Description of the task :: Repeat the following lines back verbatim, covering every item without any changes.

(Record extracts begins)

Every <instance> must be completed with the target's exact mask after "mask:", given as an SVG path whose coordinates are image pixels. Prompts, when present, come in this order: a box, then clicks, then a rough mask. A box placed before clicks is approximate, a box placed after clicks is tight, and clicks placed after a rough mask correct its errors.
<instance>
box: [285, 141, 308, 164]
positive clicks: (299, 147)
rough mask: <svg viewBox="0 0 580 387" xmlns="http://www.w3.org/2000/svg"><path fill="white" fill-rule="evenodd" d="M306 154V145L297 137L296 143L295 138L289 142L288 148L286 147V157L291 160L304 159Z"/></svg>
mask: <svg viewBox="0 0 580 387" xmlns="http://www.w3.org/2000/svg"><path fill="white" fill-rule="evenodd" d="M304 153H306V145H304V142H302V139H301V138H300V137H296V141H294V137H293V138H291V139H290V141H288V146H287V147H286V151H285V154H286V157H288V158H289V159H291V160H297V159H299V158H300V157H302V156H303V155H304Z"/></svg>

(Record extracts ends)

Reply ::
Every <instance> must be completed with the target's exact mask after "mask:", given as an SVG path whose coordinates are image pixels. Prompts, when present, come in this order: a box, then clicks, then a rough mask. A box placed before clicks is approximate, a box placed after clicks is tight, and clicks placed after a rough mask correct its errors.
<instance>
box: [285, 141, 308, 164]
positive clicks: (299, 147)
rough mask: <svg viewBox="0 0 580 387" xmlns="http://www.w3.org/2000/svg"><path fill="white" fill-rule="evenodd" d="M306 154V145L297 137L296 143L295 138L289 142L288 148L286 147V157L291 160L304 159Z"/></svg>
mask: <svg viewBox="0 0 580 387" xmlns="http://www.w3.org/2000/svg"><path fill="white" fill-rule="evenodd" d="M304 153H306V145H304V142H302V139H301V138H300V137H296V141H294V137H293V138H291V139H290V141H288V146H287V147H286V151H285V154H286V157H288V158H289V159H291V160H297V159H299V158H300V157H302V156H303V155H304Z"/></svg>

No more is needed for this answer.